** Opening AVAILABLE DATA block **
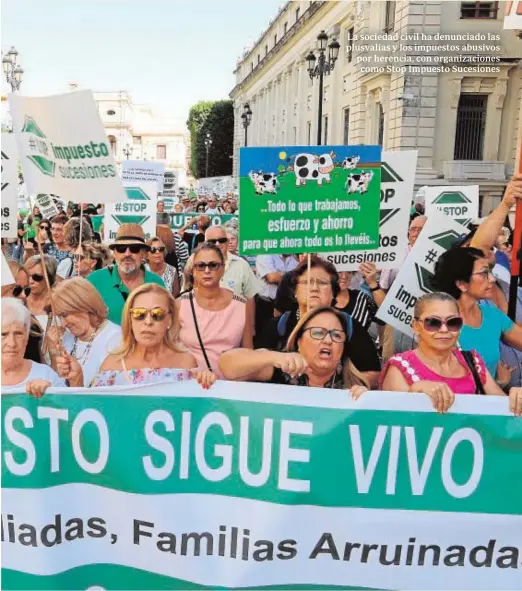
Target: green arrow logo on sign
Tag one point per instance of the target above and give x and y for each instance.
(451, 198)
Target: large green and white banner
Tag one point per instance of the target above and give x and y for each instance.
(169, 486)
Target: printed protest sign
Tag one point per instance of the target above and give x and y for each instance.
(415, 277)
(64, 149)
(299, 199)
(138, 208)
(397, 178)
(458, 203)
(9, 186)
(139, 171)
(178, 220)
(47, 206)
(513, 15)
(172, 487)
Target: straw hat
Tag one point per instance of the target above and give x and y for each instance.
(130, 234)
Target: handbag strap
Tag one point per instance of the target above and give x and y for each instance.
(468, 358)
(191, 298)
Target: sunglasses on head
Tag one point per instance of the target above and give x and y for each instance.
(157, 314)
(18, 289)
(213, 266)
(434, 324)
(122, 248)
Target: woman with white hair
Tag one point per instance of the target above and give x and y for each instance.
(17, 371)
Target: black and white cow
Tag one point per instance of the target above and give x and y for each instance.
(358, 183)
(310, 167)
(264, 182)
(351, 162)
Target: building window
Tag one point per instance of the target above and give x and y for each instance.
(478, 10)
(346, 126)
(380, 135)
(112, 142)
(349, 44)
(389, 16)
(325, 130)
(161, 152)
(471, 125)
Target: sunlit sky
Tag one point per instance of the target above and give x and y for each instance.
(168, 53)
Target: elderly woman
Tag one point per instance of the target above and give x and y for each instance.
(150, 350)
(91, 256)
(212, 319)
(320, 287)
(16, 370)
(39, 298)
(465, 274)
(157, 264)
(85, 333)
(315, 356)
(436, 367)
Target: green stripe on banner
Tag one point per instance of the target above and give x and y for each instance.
(110, 576)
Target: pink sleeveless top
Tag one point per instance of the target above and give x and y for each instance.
(413, 370)
(220, 330)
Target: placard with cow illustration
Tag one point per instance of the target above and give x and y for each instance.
(299, 199)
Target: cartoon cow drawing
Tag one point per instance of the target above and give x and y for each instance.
(358, 183)
(312, 167)
(349, 163)
(264, 182)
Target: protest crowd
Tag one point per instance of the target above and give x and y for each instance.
(185, 304)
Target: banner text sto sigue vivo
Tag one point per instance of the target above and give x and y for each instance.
(132, 488)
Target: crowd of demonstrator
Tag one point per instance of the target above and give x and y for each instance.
(185, 305)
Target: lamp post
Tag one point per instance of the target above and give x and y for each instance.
(247, 118)
(13, 72)
(319, 66)
(208, 143)
(128, 150)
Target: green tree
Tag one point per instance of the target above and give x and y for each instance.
(217, 119)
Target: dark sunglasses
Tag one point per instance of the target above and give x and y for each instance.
(18, 289)
(213, 266)
(122, 248)
(434, 324)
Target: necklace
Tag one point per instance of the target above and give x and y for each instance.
(82, 359)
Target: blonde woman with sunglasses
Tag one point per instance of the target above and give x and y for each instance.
(437, 367)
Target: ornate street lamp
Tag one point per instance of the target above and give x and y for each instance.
(320, 66)
(13, 72)
(247, 119)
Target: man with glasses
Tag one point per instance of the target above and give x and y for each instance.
(115, 282)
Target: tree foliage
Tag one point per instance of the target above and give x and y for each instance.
(217, 119)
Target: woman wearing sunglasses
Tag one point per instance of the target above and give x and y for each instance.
(212, 318)
(316, 355)
(436, 367)
(465, 274)
(150, 351)
(157, 264)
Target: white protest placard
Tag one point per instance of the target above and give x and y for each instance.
(138, 208)
(9, 186)
(47, 206)
(414, 278)
(397, 178)
(64, 149)
(138, 171)
(458, 203)
(513, 15)
(7, 276)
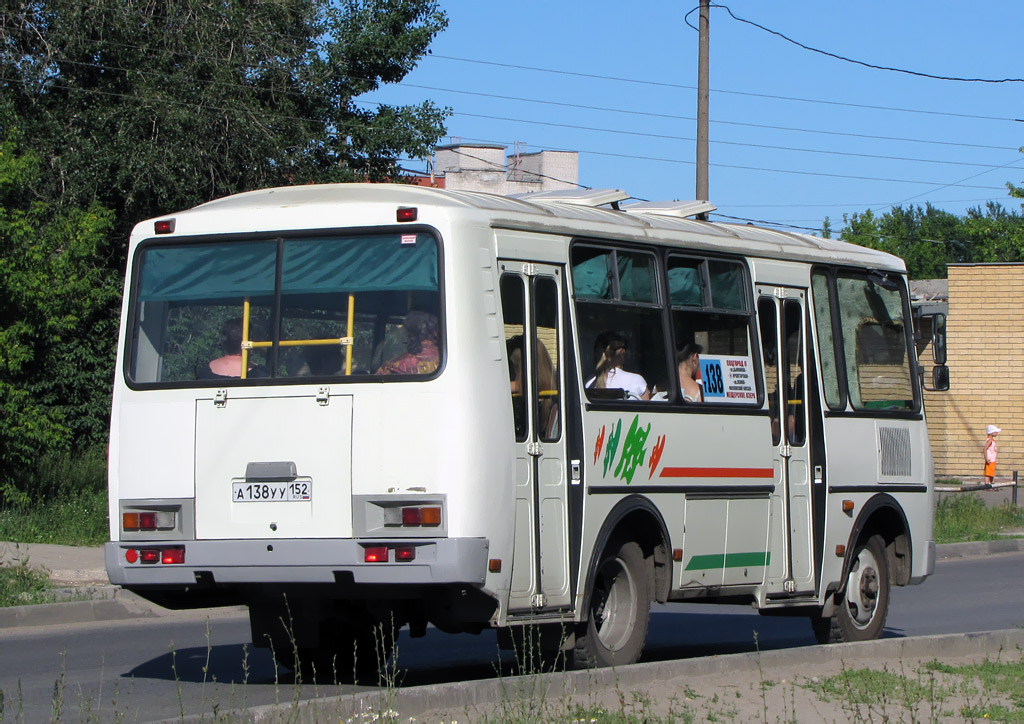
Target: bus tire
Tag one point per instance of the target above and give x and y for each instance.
(620, 609)
(862, 606)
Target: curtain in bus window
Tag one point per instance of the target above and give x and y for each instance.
(591, 279)
(875, 345)
(636, 278)
(360, 264)
(214, 271)
(685, 284)
(826, 345)
(726, 285)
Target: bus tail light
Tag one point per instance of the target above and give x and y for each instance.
(375, 554)
(426, 516)
(147, 520)
(173, 555)
(404, 553)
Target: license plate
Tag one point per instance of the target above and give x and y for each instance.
(271, 492)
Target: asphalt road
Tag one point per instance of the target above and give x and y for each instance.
(142, 670)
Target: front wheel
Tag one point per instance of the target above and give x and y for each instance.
(862, 607)
(620, 609)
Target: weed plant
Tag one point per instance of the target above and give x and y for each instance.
(20, 584)
(966, 517)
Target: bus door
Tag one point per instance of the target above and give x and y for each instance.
(531, 304)
(781, 313)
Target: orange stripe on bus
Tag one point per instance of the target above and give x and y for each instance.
(717, 472)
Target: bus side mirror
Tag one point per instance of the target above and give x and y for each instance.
(939, 342)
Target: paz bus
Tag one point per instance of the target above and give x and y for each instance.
(356, 406)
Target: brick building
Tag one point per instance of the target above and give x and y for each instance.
(985, 354)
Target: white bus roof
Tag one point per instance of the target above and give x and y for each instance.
(315, 207)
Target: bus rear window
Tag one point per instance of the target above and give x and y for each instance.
(285, 309)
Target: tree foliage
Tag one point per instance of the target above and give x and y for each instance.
(116, 111)
(56, 300)
(928, 239)
(153, 105)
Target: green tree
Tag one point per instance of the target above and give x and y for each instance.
(55, 302)
(152, 107)
(928, 239)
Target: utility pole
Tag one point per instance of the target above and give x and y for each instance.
(702, 97)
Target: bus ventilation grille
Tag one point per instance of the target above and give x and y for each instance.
(894, 443)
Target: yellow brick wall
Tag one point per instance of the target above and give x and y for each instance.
(985, 353)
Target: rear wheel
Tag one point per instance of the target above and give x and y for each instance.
(862, 607)
(620, 609)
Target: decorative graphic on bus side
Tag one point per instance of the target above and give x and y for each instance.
(634, 450)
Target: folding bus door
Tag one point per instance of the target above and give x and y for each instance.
(781, 313)
(531, 297)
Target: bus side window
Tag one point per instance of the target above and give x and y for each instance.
(621, 339)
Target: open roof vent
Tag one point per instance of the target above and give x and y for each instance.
(678, 209)
(577, 197)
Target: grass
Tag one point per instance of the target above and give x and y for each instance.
(78, 519)
(963, 517)
(22, 585)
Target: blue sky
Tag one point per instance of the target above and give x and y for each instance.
(795, 135)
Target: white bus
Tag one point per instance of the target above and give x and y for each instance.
(354, 405)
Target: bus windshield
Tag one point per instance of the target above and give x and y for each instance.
(328, 306)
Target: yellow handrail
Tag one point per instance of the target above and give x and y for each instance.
(245, 337)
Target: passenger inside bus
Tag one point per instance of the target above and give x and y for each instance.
(547, 385)
(422, 355)
(688, 365)
(229, 364)
(609, 350)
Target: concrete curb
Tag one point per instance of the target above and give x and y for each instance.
(457, 697)
(109, 603)
(112, 603)
(979, 548)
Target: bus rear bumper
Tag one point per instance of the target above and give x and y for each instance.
(449, 560)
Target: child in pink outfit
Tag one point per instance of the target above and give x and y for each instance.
(991, 453)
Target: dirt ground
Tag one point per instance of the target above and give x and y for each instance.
(904, 691)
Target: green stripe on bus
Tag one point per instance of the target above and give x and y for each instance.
(732, 560)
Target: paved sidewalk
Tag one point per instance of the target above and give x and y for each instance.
(79, 573)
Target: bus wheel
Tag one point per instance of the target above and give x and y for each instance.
(861, 609)
(620, 608)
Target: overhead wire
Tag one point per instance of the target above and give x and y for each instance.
(849, 59)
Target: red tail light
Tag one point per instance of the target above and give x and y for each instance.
(375, 554)
(173, 555)
(404, 553)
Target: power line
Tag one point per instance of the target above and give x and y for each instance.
(853, 60)
(673, 117)
(722, 142)
(682, 86)
(583, 107)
** Closing AVAILABLE DATA block **
[WORK REQUIRED]: All lines from the beginning of the entries above to the line containing "Target: printed protest sign", inclusive, should be printed exactly, apart from the pictures.

[ANSWER BELOW]:
Target: green arrow logo on sign
Tag one point per instance of the target above and give x and y for each instance.
(451, 198)
Target: large green and white banner
Tag one point per instance of the target above and give x and y for each instance.
(169, 486)
Target: printed protest sign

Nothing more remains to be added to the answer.